# Directions
1: Transcribe the comment about certificate authorities from "Your suggestion, in" to "to the post?".
2: Write the next part of the comment about certificate authorities, picking up after its final line.

# Article
━━━━━━
Oh, and the real answer is, "because they charge that much and people will pay it." Enter capitalism.
Your suggestion, in the first paragraph, is for how a "trusted" authority should establish trust with an untrusted endpoint - you do some activity to prove to that party that you "own" the domain, and that third party, which is a trusted authority by some other definition, is depended on for its verification of your site. Maybe that is enough to establish trust, but how does it relate to the post?
If you want to complain about the methods CAs use to verify identity, then that is a different discussion. If you feel a CA charges too much for its services, find a different one. The digicert price I found was after clicking 2 links in a google search. I bet you can find better prices without looking too hard.
Or you get behind someone like CACert.org, who gives out free (as in beer) certs and (I believe) is still trying to be accepted by mozilla as a trusted root CA:
https://bugzilla.mozilla.org/show_bug.cgi?id=21...
━━━━━━
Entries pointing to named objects
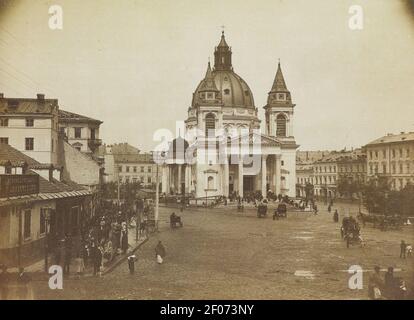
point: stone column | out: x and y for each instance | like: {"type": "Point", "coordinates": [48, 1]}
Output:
{"type": "Point", "coordinates": [187, 178]}
{"type": "Point", "coordinates": [264, 174]}
{"type": "Point", "coordinates": [164, 178]}
{"type": "Point", "coordinates": [179, 179]}
{"type": "Point", "coordinates": [277, 174]}
{"type": "Point", "coordinates": [226, 177]}
{"type": "Point", "coordinates": [240, 177]}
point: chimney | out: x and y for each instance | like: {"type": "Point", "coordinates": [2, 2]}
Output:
{"type": "Point", "coordinates": [51, 173]}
━━━━━━
# Answers to the problems
1:
Your suggestion, in the first paragraph, is for how a "trusted" authority should establish trust with an untrusted endpoint - you do some activity to prove to that party that you "own" the domain, and that third party, which is a trusted authority by some other definition, is depended on for its verification of your site. Maybe that is enough to establish trust, but how does it relate to the post?

2:
Mozilla has a nice, fair, and public policy for how to become a trusted CA:
http://www.mozilla.org/projects/security/certs/...
So I don't think there are major roadblocks preventing somebody from using your method to establish trust and charging less than $100 a year and getting accepted by mozilla as a root CA. Except, you know, capitalism.
What Firefox does, however, is demonising SSL w/o trusted certificate while it is still, by orders of magnitude, more secure than not encrypting at all. This is nonsense.